#### [PAGE TEXT]
********************

The Peninsular Gas Utilization (PGU) is the longest pipeline in Malaysia. The 1,700-kilometer-pipeline connecting Kerteh refinery in Terengganu to other areas of peninsula Malaysia. It is owned and operated by Petronas Gas Berhad on behalf of its holding company Petronas.

History
The PGU Project was constructed in 1984 and completed in 1993. The construction was divided into four phases including:
Phase 1: Tok Arun - Kerteh
Phase 2: 
 Section 1: Kerteh - Gebeng - Segamat
 Section 2: Segamat - Johor Bahru - Pasir Gudang
 Section 3: Segamat - Pedas - Serdang
Phase 3: Serdang-Gurun-Kangar
Phase 4 (Multi Product Pipeline): Serdang - Port Dickson - Malacca

Features
2,500 kilometers of pipeline.

********************

#### [RECORD EXTRACTS]
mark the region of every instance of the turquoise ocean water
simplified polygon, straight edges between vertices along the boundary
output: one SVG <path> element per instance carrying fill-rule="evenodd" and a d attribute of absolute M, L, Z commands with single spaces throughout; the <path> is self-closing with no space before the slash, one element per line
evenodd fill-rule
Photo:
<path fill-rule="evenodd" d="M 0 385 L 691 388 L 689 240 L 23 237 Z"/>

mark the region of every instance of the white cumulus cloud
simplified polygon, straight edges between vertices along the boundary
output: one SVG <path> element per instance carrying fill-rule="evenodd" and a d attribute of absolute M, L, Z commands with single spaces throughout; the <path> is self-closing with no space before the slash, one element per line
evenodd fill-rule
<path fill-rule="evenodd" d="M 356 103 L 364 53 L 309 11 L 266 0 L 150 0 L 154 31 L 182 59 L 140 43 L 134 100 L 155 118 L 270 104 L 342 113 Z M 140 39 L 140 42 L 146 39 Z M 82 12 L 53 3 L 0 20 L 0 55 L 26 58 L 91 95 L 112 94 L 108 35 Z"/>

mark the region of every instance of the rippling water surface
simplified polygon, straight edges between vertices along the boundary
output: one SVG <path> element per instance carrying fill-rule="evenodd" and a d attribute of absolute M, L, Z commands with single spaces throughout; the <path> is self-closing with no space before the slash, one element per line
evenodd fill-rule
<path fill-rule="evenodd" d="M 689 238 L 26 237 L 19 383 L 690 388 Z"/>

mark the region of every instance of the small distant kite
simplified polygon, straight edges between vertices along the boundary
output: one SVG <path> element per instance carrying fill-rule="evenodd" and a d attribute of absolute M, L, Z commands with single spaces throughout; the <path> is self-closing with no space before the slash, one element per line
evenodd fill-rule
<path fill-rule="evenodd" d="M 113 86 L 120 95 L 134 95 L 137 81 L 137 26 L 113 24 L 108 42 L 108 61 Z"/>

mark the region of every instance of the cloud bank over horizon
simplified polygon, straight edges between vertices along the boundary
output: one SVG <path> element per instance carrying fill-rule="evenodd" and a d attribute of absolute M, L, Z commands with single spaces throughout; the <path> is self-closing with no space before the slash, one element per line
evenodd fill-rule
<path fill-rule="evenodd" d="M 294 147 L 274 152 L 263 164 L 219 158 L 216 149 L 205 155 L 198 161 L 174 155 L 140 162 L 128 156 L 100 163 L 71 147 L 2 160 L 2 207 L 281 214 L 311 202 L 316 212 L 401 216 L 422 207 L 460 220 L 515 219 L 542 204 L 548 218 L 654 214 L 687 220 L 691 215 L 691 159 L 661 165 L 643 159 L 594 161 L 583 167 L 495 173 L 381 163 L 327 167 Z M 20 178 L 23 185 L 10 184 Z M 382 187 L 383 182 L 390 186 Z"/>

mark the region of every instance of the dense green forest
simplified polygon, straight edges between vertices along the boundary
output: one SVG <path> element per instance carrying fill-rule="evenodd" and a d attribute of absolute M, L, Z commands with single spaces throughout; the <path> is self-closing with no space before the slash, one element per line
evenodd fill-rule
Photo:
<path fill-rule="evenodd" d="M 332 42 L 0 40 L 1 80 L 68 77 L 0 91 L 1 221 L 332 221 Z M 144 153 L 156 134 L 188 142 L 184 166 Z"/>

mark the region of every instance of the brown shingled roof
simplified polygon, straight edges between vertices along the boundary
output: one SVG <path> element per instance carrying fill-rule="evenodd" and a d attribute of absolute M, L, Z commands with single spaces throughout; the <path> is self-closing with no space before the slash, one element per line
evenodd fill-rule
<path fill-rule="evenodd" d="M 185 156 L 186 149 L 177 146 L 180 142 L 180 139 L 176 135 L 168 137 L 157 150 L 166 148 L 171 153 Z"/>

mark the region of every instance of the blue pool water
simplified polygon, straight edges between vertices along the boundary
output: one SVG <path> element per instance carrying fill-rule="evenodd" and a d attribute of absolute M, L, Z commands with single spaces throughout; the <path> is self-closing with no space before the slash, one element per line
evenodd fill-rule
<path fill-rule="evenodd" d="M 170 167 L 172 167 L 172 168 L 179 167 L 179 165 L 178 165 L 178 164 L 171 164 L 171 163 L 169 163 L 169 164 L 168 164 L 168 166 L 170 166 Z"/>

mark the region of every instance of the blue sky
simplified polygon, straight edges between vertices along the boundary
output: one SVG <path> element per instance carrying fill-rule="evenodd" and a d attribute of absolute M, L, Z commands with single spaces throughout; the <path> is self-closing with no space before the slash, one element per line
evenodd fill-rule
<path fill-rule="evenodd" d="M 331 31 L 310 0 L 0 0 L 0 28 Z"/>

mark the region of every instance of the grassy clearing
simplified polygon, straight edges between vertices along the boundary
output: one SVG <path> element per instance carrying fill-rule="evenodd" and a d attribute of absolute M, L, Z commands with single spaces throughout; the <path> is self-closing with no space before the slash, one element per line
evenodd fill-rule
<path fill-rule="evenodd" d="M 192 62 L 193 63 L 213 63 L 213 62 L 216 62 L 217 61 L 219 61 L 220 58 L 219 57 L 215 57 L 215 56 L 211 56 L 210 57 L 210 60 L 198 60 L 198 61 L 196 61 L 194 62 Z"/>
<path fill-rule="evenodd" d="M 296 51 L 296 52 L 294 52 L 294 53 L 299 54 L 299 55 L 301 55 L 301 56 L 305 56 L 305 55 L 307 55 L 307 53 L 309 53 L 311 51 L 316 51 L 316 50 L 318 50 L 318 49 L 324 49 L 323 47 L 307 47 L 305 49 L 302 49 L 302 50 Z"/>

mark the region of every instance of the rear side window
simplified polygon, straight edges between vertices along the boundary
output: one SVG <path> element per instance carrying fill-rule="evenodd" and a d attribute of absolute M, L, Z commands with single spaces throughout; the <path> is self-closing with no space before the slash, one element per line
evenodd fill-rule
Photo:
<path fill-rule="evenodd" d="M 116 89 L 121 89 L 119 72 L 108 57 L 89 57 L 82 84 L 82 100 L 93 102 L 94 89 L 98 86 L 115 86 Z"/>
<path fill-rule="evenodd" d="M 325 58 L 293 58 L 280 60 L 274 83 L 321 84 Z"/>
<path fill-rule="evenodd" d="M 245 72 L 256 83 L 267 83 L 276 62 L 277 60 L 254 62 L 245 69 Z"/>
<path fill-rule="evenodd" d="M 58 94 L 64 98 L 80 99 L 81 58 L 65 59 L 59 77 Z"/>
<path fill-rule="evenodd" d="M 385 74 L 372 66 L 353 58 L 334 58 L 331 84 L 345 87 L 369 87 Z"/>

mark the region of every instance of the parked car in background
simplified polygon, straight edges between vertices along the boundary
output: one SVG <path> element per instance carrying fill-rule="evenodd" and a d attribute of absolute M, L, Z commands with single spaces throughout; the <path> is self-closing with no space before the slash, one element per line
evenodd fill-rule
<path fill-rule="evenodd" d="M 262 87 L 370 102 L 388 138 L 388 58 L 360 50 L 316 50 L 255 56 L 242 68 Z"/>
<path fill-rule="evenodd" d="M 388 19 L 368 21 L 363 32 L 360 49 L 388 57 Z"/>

********************

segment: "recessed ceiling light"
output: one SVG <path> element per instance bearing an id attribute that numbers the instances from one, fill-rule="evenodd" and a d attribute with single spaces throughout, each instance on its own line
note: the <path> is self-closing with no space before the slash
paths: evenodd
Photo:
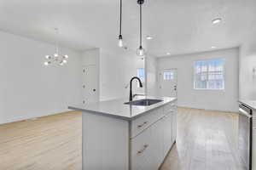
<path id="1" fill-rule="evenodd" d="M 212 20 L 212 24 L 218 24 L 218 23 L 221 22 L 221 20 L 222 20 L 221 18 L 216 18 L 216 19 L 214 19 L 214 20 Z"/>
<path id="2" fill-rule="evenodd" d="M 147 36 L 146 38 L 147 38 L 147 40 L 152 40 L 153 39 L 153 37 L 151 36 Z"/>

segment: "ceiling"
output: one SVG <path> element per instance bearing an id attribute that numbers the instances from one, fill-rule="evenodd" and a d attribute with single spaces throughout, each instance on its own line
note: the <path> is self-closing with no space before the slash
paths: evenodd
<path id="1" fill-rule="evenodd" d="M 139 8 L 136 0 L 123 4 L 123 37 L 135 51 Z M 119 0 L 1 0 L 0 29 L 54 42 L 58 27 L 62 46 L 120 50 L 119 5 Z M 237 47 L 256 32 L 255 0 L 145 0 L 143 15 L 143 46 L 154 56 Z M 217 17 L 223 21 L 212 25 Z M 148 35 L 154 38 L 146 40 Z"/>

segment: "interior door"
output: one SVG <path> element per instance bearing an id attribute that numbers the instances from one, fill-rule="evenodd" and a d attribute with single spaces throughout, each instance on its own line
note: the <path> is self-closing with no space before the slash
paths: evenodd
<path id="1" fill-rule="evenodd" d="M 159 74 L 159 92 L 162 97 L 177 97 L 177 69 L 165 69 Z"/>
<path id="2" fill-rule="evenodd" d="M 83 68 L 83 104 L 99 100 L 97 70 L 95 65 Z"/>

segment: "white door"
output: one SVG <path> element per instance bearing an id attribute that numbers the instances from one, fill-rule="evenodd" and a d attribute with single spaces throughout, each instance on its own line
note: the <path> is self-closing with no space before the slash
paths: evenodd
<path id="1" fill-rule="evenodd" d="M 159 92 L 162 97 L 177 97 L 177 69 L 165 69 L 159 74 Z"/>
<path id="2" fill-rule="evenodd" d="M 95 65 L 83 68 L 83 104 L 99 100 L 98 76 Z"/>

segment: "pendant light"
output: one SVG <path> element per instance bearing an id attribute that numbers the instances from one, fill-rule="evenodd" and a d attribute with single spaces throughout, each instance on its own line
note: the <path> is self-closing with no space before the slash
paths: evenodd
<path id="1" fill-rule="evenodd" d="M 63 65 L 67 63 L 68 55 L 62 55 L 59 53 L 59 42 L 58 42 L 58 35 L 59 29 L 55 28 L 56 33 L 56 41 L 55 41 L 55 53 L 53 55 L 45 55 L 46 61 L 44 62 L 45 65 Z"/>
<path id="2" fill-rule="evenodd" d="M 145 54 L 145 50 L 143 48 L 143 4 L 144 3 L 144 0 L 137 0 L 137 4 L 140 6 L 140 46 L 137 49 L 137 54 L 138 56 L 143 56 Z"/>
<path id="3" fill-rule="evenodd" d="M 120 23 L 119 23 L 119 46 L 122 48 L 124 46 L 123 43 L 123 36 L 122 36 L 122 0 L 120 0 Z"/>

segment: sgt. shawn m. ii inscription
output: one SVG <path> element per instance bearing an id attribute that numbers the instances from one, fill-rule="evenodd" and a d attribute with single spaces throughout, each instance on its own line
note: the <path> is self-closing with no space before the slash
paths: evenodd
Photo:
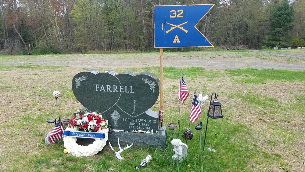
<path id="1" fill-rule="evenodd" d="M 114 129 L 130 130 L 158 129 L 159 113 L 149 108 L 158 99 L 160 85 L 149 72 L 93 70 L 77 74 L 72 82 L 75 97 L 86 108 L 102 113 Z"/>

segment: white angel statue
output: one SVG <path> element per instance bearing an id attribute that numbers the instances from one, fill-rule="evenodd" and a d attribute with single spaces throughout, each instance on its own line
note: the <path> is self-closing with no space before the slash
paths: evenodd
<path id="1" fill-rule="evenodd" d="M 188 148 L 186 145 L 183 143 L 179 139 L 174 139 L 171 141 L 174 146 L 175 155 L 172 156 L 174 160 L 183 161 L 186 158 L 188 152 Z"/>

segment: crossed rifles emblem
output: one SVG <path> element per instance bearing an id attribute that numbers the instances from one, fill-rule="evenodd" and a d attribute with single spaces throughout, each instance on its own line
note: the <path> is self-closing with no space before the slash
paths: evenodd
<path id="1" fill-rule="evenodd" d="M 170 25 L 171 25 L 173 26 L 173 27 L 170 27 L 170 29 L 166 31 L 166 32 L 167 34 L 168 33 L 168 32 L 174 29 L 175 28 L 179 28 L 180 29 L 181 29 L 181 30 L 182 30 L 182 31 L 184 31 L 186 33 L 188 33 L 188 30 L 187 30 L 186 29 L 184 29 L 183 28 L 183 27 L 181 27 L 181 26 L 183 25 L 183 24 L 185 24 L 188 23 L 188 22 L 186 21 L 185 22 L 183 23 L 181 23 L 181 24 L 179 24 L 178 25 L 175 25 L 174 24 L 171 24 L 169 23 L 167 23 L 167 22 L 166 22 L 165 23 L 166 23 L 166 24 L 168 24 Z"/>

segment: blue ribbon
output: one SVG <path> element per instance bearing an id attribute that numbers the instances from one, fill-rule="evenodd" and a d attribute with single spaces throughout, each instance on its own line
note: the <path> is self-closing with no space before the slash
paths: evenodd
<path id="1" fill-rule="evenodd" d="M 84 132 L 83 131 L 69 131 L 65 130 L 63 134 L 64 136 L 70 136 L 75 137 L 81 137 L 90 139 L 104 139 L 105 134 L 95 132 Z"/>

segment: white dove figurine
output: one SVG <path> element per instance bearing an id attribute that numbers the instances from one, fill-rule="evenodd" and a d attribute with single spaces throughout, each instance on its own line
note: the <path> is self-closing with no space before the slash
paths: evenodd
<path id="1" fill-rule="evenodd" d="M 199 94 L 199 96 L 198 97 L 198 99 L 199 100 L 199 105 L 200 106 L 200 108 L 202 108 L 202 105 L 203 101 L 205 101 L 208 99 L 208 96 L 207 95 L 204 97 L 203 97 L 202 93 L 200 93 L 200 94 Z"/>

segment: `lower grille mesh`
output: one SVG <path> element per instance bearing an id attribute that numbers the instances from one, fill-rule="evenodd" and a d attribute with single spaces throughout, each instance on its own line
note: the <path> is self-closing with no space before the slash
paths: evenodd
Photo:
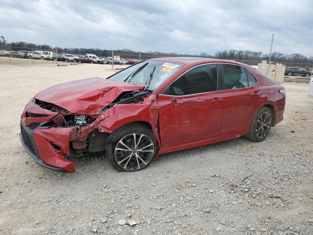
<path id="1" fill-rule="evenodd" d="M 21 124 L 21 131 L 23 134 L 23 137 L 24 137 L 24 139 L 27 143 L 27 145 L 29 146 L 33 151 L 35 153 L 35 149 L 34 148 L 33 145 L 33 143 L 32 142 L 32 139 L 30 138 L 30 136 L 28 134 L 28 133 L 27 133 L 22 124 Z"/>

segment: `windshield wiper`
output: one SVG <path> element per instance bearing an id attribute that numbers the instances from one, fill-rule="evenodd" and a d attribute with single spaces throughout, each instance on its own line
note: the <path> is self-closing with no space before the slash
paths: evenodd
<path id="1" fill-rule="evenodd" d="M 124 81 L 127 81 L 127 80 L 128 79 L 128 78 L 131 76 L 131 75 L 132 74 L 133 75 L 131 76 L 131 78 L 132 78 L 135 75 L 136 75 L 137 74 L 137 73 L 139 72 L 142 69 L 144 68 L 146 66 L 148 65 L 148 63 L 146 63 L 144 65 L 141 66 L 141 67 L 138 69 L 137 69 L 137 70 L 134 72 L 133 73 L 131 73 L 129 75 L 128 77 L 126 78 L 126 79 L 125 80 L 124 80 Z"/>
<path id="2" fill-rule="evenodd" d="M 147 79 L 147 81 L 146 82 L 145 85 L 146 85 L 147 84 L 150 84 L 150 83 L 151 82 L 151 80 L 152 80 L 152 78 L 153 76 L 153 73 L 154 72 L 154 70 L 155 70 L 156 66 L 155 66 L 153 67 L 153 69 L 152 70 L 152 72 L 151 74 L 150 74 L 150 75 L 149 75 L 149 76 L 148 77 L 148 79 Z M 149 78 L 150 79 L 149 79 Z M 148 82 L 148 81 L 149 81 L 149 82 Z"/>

********************

#### [SHORT EXERCISE 1]
According to the PGU text, which company owns and operates the pipeline?
#### [SHORT EXERCISE 2]
Write out the stretch of the PGU text from "The Peninsular Gas" through "kilometers of pipeline.", word for word.
Rely only on the PGU text for what comes next.

#### [FULL OUTPUT 1]
Petronas Gas Berhad owns and operates it on behalf of its holding company, Petronas.

#### [FULL OUTPUT 2]
The Peninsular Gas Utilization (PGU) is the longest pipeline in Malaysia. The 1,700-kilometer-pipeline connecting Kerteh refinery in Terengganu to other areas of peninsula Malaysia. It is owned and operated by Petronas Gas Berhad on behalf of its holding company Petronas.

History
The PGU Project was constructed in 1984 and completed in 1993. The construction was divided into four phases including:
Phase 1: Tok Arun - Kerteh
Phase 2: 
 Section 1: Kerteh - Gebeng - Segamat
 Section 2: Segamat - Johor Bahru - Pasir Gudang
 Section 3: Segamat - Pedas - Serdang
Phase 3: Serdang-Gurun-Kangar
Phase 4 (Multi Product Pipeline): Serdang - Port Dickson - Malacca

Features
2,500 kilometers of pipeline.